> **Given request**:
Gather every line of the records that contains the word "canopy" and copy each one out.

━━ Material for this task

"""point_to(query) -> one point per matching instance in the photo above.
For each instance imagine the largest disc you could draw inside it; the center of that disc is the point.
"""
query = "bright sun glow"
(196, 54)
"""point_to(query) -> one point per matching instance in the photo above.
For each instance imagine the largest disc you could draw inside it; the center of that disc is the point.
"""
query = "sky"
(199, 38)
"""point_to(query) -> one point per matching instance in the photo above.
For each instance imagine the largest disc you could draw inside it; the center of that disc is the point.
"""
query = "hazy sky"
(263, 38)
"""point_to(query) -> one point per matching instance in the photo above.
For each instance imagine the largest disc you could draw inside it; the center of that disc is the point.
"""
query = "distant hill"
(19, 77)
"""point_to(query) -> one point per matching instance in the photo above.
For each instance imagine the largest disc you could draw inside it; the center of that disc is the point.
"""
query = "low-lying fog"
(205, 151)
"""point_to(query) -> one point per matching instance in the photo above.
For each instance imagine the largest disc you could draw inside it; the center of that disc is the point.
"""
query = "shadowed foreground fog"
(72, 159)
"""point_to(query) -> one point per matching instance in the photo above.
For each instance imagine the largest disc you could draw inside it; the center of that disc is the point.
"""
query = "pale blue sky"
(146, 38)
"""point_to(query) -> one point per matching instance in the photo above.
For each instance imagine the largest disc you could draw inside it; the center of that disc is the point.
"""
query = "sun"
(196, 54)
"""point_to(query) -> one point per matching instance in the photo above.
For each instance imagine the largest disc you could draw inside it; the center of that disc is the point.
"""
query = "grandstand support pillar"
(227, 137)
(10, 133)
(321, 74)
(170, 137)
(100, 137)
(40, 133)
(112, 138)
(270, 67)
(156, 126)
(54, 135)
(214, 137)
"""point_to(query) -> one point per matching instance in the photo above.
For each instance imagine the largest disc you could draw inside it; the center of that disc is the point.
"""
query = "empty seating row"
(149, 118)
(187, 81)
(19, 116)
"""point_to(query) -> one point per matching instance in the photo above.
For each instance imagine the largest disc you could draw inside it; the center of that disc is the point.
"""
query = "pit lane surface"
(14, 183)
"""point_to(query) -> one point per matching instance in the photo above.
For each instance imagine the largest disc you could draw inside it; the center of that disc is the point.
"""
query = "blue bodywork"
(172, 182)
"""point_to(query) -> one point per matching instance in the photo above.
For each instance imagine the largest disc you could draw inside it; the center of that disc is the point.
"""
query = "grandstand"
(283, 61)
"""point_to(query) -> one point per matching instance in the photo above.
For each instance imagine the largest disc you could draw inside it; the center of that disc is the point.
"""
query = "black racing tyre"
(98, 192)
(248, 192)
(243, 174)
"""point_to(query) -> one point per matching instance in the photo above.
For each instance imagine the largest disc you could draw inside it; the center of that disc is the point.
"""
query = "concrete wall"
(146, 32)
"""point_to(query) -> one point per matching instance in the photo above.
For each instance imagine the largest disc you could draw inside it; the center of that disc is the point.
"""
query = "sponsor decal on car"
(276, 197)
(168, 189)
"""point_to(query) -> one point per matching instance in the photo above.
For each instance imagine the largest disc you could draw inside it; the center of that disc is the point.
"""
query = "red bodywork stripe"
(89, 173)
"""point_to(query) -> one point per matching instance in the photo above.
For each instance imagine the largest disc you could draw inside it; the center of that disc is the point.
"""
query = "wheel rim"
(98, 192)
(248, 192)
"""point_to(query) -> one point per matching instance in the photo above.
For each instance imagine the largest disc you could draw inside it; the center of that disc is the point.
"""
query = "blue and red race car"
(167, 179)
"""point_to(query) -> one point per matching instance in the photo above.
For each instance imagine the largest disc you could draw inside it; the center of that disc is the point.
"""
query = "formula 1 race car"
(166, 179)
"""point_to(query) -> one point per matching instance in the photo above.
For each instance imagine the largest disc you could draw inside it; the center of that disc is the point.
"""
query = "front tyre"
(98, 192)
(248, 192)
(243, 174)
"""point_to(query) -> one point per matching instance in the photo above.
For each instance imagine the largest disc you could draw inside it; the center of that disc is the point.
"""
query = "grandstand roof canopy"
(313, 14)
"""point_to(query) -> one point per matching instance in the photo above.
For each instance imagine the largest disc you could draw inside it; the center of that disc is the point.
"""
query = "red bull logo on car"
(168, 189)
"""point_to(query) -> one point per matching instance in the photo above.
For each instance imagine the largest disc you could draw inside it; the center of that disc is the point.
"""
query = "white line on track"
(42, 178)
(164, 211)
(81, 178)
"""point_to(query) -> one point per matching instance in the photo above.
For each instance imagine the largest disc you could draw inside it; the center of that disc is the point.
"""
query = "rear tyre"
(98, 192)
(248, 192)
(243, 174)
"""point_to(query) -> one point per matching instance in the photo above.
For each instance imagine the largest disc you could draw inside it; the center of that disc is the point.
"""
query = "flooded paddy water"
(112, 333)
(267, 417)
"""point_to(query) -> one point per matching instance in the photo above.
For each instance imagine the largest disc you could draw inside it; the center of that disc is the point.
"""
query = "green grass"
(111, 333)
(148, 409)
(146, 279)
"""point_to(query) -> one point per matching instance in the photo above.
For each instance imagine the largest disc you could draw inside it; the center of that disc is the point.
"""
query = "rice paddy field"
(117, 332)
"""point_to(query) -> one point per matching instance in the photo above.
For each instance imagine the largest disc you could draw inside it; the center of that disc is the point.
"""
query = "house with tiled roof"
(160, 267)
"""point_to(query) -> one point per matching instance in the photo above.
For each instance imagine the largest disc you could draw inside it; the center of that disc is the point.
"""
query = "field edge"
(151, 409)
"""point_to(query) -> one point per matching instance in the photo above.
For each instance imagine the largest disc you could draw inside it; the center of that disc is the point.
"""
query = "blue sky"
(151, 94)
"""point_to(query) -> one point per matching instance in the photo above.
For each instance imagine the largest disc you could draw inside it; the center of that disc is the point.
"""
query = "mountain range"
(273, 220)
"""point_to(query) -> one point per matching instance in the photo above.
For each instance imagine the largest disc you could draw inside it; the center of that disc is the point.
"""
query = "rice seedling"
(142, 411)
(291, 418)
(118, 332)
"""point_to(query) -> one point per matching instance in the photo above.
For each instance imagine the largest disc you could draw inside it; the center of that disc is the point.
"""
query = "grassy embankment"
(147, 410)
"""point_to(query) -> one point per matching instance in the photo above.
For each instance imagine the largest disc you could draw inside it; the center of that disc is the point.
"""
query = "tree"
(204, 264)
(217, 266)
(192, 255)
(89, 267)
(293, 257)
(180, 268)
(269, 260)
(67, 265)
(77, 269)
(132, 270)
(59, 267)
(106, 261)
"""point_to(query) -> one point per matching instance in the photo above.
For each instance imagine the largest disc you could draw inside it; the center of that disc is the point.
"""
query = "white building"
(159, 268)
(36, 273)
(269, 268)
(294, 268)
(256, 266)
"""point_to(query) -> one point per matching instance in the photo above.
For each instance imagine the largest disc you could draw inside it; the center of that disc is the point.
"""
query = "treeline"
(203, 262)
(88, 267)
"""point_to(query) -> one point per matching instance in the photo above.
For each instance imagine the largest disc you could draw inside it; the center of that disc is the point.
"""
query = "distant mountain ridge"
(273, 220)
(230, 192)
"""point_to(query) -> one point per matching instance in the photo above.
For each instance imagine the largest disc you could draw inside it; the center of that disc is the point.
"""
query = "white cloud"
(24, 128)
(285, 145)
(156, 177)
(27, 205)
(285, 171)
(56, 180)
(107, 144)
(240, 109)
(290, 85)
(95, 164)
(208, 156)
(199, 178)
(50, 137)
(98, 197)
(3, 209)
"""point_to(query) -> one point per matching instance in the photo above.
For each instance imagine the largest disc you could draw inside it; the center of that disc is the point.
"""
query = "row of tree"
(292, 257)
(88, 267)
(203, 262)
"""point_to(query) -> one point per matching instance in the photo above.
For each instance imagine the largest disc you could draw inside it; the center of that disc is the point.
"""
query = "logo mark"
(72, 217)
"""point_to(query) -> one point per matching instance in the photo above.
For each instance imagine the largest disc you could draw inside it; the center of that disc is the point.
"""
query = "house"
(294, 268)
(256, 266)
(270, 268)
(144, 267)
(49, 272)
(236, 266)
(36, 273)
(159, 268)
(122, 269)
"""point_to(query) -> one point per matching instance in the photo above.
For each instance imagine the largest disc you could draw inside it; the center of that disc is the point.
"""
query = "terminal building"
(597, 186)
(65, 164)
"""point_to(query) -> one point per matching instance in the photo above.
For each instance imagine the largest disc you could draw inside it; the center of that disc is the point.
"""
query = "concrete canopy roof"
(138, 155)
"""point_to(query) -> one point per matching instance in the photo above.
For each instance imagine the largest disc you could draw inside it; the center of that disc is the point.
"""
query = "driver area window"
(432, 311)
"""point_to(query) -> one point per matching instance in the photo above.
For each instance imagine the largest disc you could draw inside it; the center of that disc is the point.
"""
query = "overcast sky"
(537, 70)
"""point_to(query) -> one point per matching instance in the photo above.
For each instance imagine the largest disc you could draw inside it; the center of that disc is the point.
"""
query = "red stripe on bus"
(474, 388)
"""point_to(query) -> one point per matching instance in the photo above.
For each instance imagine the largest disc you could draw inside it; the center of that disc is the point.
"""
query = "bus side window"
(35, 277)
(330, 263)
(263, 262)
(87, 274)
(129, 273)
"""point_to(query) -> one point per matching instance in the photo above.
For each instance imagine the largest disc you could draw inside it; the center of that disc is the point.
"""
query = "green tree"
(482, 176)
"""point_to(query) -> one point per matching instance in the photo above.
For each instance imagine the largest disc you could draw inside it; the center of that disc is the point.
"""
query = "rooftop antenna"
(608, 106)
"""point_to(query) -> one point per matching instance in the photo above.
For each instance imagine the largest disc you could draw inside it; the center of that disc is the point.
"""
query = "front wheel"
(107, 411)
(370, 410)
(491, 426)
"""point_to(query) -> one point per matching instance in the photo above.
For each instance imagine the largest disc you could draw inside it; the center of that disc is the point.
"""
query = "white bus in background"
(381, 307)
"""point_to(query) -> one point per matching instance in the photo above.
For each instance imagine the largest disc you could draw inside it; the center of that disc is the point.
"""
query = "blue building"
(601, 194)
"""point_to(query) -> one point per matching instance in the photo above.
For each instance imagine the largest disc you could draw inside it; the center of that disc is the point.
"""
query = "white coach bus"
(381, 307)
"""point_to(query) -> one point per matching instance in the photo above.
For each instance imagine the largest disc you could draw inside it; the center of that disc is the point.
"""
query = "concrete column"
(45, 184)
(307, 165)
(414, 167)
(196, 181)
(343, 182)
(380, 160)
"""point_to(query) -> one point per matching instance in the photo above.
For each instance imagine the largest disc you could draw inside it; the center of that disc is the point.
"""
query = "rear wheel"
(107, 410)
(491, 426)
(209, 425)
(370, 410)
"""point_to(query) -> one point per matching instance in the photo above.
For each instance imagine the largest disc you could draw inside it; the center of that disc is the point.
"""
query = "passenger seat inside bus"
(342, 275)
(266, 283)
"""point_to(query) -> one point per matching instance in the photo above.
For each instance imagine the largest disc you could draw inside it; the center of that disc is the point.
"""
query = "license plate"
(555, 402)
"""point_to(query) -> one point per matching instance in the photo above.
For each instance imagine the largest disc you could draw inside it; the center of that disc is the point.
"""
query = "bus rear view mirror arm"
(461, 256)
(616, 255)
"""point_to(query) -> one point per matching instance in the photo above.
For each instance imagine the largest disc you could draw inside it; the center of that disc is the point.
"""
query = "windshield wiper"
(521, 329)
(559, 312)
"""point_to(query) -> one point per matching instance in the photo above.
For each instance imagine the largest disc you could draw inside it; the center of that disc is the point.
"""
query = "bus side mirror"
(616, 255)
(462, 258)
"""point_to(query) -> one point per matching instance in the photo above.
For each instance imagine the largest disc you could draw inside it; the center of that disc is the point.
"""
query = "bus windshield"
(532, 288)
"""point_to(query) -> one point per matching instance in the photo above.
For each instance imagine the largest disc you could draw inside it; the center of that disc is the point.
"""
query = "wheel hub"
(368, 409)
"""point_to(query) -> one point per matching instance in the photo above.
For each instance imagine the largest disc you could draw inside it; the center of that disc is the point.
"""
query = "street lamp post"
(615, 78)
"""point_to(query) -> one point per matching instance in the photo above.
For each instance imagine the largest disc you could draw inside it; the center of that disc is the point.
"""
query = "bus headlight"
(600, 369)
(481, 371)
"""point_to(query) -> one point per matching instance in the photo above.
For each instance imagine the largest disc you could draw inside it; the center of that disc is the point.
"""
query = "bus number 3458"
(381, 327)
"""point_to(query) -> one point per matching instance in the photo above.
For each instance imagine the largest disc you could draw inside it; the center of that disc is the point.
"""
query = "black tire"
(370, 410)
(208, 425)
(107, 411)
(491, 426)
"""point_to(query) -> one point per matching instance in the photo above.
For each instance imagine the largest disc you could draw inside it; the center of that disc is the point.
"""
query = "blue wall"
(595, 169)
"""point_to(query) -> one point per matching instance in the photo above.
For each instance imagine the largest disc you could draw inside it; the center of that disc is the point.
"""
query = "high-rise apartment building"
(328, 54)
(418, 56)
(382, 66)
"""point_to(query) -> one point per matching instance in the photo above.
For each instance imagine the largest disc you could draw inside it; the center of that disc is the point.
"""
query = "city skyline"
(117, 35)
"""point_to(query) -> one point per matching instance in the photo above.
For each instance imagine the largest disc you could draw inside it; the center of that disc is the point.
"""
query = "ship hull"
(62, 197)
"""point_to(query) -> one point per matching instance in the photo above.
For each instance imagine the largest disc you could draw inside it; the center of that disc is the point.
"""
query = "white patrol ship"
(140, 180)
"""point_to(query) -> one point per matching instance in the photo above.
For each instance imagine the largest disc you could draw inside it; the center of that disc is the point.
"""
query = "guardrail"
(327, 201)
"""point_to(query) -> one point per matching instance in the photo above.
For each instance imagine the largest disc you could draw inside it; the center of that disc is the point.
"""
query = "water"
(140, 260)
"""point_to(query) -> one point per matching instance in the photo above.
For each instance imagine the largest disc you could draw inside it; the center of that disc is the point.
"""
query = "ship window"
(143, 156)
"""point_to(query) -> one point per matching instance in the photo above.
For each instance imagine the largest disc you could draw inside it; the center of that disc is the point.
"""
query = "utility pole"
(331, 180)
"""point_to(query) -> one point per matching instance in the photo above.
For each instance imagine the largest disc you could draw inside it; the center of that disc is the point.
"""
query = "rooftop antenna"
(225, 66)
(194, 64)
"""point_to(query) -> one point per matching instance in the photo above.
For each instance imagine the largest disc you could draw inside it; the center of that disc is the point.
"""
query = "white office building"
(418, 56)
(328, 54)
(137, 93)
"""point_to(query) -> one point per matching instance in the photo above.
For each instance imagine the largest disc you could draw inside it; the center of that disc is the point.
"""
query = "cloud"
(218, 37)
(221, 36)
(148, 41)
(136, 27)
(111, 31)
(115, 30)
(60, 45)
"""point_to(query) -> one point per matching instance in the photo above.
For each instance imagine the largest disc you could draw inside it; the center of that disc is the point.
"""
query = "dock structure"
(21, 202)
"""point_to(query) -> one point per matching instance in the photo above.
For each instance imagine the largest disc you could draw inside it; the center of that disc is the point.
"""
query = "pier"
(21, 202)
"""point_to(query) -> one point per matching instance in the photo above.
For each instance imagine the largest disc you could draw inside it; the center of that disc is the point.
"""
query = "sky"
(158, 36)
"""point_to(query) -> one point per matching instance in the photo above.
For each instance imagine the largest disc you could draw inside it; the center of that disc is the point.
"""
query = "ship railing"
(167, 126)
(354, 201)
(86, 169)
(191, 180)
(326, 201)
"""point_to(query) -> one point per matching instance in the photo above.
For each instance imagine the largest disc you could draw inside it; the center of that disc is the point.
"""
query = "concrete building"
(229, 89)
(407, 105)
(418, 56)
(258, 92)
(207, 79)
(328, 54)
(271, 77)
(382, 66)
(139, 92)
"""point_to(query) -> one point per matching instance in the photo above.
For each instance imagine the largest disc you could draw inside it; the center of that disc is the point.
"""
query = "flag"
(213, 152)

━━━━

> **Solution below**:
query = "grandstand roof canopy"
query = "concrete canopy roof"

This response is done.